* _INFORMATION SHOWN_
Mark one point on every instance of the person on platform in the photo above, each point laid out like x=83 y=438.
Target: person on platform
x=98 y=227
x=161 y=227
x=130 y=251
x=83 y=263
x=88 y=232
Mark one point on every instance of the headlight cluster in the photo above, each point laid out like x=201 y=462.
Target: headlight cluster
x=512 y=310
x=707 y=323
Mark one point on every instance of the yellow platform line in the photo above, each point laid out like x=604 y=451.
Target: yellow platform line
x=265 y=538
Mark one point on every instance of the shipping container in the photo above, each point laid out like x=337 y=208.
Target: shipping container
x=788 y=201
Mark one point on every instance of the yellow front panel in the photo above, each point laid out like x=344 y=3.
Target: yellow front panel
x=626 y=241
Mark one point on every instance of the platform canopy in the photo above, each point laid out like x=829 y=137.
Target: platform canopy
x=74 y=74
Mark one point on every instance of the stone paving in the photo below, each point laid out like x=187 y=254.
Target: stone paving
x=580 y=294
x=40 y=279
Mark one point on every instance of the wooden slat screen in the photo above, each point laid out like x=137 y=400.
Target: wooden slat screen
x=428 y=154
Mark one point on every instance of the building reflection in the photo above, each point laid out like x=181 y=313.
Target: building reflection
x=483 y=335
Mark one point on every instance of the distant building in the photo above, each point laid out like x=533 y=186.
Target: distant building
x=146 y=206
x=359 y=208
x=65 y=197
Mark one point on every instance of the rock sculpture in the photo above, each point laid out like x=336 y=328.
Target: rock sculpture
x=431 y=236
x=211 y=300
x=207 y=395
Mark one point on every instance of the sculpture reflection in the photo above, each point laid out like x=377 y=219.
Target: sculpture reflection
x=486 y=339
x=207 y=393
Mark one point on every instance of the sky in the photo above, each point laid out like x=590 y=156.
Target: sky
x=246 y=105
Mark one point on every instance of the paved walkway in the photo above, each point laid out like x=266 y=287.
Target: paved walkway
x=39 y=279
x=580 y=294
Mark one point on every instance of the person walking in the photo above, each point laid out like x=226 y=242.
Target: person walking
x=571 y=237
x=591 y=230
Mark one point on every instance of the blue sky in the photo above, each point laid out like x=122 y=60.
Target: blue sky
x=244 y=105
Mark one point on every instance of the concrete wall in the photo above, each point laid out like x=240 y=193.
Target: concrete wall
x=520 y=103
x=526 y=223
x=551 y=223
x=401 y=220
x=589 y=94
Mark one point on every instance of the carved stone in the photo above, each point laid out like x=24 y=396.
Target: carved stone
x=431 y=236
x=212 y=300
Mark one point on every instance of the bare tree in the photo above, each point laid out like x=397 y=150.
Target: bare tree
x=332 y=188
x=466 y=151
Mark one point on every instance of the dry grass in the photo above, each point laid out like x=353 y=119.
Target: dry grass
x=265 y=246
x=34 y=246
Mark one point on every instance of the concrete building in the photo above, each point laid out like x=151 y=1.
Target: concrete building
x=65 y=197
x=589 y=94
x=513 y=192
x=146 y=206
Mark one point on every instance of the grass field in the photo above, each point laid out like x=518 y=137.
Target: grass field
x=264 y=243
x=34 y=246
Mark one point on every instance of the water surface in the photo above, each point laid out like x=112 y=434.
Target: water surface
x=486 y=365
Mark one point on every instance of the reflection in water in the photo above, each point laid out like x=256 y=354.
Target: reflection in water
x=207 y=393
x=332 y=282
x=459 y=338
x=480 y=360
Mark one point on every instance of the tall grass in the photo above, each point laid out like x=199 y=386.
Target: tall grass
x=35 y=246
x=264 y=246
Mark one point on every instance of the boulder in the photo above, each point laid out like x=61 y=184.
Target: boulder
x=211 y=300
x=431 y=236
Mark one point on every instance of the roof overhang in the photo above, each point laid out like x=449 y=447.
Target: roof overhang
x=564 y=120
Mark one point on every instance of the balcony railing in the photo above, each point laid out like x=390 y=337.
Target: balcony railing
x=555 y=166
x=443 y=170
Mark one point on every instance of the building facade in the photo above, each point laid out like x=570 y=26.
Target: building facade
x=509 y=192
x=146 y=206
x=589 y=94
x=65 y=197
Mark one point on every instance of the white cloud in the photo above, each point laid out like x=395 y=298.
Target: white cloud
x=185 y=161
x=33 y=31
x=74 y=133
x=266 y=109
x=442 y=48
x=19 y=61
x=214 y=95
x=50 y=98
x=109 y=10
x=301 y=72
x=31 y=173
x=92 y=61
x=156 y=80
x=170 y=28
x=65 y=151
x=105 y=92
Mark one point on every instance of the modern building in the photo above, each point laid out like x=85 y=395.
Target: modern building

* _THE PROBLEM_
Print every line you see above, exactly as written.

* _EXPECTED OUTPUT_
Mark one point on every instance of the person on platform in the photo above, each point laid out like x=83 y=438.
Target: person on platform
x=98 y=227
x=161 y=227
x=130 y=251
x=83 y=263
x=88 y=232
Mark one point on every instance of the headlight cluster in the photo above, each point laid out like x=201 y=462.
Target: headlight cluster
x=512 y=310
x=707 y=323
Mark one point on every instance of the yellow platform line in the photo above, each point laid out like x=604 y=451.
Target: yellow platform line
x=265 y=538
Mark one point on every instance of the shipping container in the photo above, each point laid out like x=337 y=208.
Target: shipping container
x=788 y=201
Mark one point on every instance of the yellow front panel in the photo above, each point laid out like x=344 y=3.
Target: yellow front panel
x=626 y=241
Mark one point on every instance of the platform canopy in the photo above, each point laid out like x=829 y=137.
Target: platform canopy
x=74 y=74
Mark one point on every instance of the stone paving in the photo below, each point laid out like x=187 y=254.
Target: stone paving
x=580 y=294
x=40 y=279
Mark one point on every instance of the wooden slat screen in the photo above, each point laid out like x=137 y=400.
Target: wooden slat screen
x=428 y=154
Mark one point on every instance of the building reflection in the photo above, each point laid out like x=181 y=313.
Target: building reflection
x=483 y=335
Mark one point on every instance of the distant building in the photo above, each point laid out like x=533 y=186.
Target: distant building
x=146 y=206
x=359 y=208
x=65 y=197
Mark one point on every instance of the rock sculpture in the photo above, each point laid out like x=336 y=328.
Target: rock sculpture
x=431 y=236
x=211 y=300
x=207 y=395
Mark one point on every instance of the sculpture reflection in the photo above, each point laid out like x=377 y=219.
Target: sculpture reflection
x=486 y=339
x=207 y=393
Mark one point on every instance of the sky in the photo above, each point laid out like x=590 y=156.
Target: sky
x=246 y=105
Mark one point on every instance of the paved walkway in the photo above, each point laid out like x=266 y=287.
Target: paved walkway
x=39 y=279
x=580 y=294
Mark one point on every instance of the person walking in the photo above, each point laid out like x=226 y=242.
Target: person walking
x=571 y=237
x=591 y=230
Mark one point on every instance of the blue sky in the photo above, each point laid out like x=122 y=60.
Target: blue sky
x=244 y=105
Mark one point on every instance of the concrete wall in the photo above, each point laid out like x=240 y=193.
Target: concrete wall
x=520 y=103
x=526 y=223
x=551 y=223
x=401 y=220
x=589 y=94
Mark one point on every instance of the carved stone in the photo above, each point laid out like x=24 y=396.
Target: carved stone
x=431 y=236
x=212 y=300
Mark one point on every instance of the bare tree in the photo above, each point laid out like x=397 y=150.
Target: bare tree
x=332 y=188
x=466 y=151
Mark one point on every instance of the dry grass in the photo above, each point laid out like x=353 y=119.
Target: dry grass
x=265 y=246
x=34 y=246
Mark one point on every instance of the concrete building in the photo above, each point laid out like x=151 y=1.
Target: concrete building
x=65 y=197
x=589 y=94
x=513 y=192
x=146 y=206
Mark one point on every instance of the grass field in the photo above, each point laid out like x=518 y=137.
Target: grass field
x=264 y=243
x=34 y=246
Mark one point on every instance of the water surface in the photo above, each point laid out like x=112 y=434.
Target: water surface
x=486 y=365
Mark one point on every instance of the reflection in water in the photo above, each point laid out like x=256 y=354.
Target: reflection in water
x=207 y=393
x=332 y=282
x=459 y=338
x=480 y=360
Mark one point on every instance of the tall grass in the photo above, each point laid out like x=199 y=386.
Target: tall grass
x=35 y=246
x=264 y=246
Mark one point on every instance of the boulder in the photo above, each point laid out like x=61 y=184.
Target: boulder
x=211 y=300
x=431 y=236
Mark one point on every instance of the roof overhang in the photo above, each point laid out like x=449 y=447.
Target: roof overhang
x=564 y=120
Mark one point on every instance of the balcony railing in the photo above, each point laid out like x=390 y=337.
Target: balcony railing
x=555 y=166
x=443 y=170
Mark one point on every instance of the building facade in the photo above, each point laid out like x=570 y=26.
Target: building facade
x=509 y=192
x=146 y=206
x=589 y=94
x=65 y=197
Mark one point on every instance of the white cloud in the photo above, each point laid out like x=395 y=298.
Target: white cloud
x=185 y=161
x=33 y=31
x=74 y=133
x=266 y=109
x=442 y=48
x=19 y=61
x=214 y=95
x=50 y=98
x=109 y=10
x=301 y=72
x=31 y=173
x=92 y=61
x=156 y=80
x=170 y=28
x=65 y=151
x=105 y=92
Mark one point on every instance of the modern building in the photo above, each point laid out like x=85 y=395.
Target: modern building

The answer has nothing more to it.